=== Выбранный отрывок ===
К девяностолетию сибирского писателя Алексея Зверева.


УСТЬ-КУДИНСКАЯ ЧАСТУШКА

...Мы тихонько шли по Усть-Куде, где непривычно для горожанина, все с нами раскланивались, а мелконькая, усохшая старушка, прищурив глаза и заслонившись от солнца ладошкой, долго смотрела на Алексея Васильевича, а потом всплеснула руками:
— Батюшки светы!.. Никак это ты, Алеша!.. Постарел, Алешенька.
Алешенька, ухмыляясь в седые усы, отвечает ей в лад:
— Дак, Аня, не малые, поди, лета — восьмой десяток пошел.
— Но-о, — отмахивается Аня, — какие твои годы. Мне уж вон девять десятков, а ишо бегаю по деревне. Успею, належусь.
...Памятью сердца — тоскующей и умиленной — Алексей Васильевич вольно и невольно возвращается и возвращается в деревню своего детства, своей начальной юности; и в этих протяжных возвратах высоко в поднебесье позванивает остатним голосом закатная русская песня, гаснет в кривом переулочке усть-кудинская частушка, с такой неутоленной любовью описанные в повестях и рассказах... Попробуем же и мы вслед за писательским воображением переселиться в довоенную, песенную Усть-Куду...
=== Представленные данные ===
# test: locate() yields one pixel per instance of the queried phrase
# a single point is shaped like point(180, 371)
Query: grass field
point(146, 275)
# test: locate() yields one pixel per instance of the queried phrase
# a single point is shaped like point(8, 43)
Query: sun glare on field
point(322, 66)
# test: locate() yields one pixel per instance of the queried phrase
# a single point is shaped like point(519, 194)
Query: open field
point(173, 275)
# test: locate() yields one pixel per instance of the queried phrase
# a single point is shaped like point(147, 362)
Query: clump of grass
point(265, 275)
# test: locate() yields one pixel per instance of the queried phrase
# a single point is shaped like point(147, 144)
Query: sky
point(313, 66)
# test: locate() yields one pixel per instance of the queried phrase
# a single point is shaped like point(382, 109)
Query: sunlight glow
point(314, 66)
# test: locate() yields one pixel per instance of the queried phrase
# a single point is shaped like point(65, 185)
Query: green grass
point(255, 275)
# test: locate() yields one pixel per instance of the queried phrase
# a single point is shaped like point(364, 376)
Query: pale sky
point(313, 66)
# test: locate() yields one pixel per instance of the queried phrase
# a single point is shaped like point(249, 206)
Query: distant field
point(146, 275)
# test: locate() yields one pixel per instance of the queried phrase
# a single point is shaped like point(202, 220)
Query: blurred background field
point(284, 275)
===
=== Представленные данные ===
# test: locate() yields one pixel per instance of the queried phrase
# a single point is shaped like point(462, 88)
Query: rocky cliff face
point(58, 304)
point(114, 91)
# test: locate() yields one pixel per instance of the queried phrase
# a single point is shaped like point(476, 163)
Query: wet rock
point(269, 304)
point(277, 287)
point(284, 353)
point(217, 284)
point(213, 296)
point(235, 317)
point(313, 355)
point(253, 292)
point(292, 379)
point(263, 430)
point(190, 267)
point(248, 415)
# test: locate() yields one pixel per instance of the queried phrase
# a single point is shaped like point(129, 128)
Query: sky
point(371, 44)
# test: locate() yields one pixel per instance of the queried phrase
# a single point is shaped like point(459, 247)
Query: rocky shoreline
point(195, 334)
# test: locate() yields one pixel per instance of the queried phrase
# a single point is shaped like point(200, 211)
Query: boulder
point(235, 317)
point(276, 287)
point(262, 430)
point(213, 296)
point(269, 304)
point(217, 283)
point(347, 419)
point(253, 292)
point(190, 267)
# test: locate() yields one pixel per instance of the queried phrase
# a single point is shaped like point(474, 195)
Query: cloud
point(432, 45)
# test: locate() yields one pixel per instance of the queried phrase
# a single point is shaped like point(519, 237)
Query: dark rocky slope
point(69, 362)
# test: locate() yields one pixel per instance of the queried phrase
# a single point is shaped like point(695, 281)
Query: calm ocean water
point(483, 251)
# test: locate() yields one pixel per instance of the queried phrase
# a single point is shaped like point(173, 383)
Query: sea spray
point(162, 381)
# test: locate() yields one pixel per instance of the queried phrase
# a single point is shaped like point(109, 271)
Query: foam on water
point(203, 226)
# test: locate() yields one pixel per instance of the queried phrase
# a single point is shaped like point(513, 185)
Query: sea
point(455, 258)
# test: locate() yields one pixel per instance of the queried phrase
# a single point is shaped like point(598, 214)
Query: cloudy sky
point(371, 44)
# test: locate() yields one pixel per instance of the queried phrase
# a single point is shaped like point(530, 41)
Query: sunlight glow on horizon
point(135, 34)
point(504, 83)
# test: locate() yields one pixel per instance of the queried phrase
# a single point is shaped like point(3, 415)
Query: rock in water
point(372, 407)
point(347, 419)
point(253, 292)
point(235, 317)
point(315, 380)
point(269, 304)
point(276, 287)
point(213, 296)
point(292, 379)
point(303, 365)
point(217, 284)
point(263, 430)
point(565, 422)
===
| Список заданий |
A: Перепишите из отрывка об Усть-Куде фрагмент, который начинается со слов «К девяностолетию сибирского» и заканчивается словами «восьмой десяток пошел.», подставив «женщина» вместо «старушка».
B: Переведите на английский язык предложение из отрывка об Усть-Куде: «Алешенька, ухмыляясь в седые усы, отвечает ей в лад:».
Приведённые пункты — самостоятельный материал, не связанный с отрывком.

| Ответы |
A:
К девяностолетию сибирского писателя Алексея Зверева.


УСТЬ-КУДИНСКАЯ ЧАСТУШКА

...Мы тихонько шли по Усть-Куде, где непривычно для горожанина, все с нами раскланивались, а мелконькая, усохшая женщина, прищурив глаза и заслонившись от солнца ладошкой, долго смотрела на Алексея Васильевича, а потом всплеснула руками:
— Батюшки светы!.. Никак это ты, Алеша!.. Постарел, Алешенька.
Алешенька, ухмыляясь в седые усы, отвечает ей в лад:
— Дак, Аня, не малые, поди, лета — восьмой десяток пошел.

B: Alyoshenka, grinning into his gray mustache, answers her in the same manner: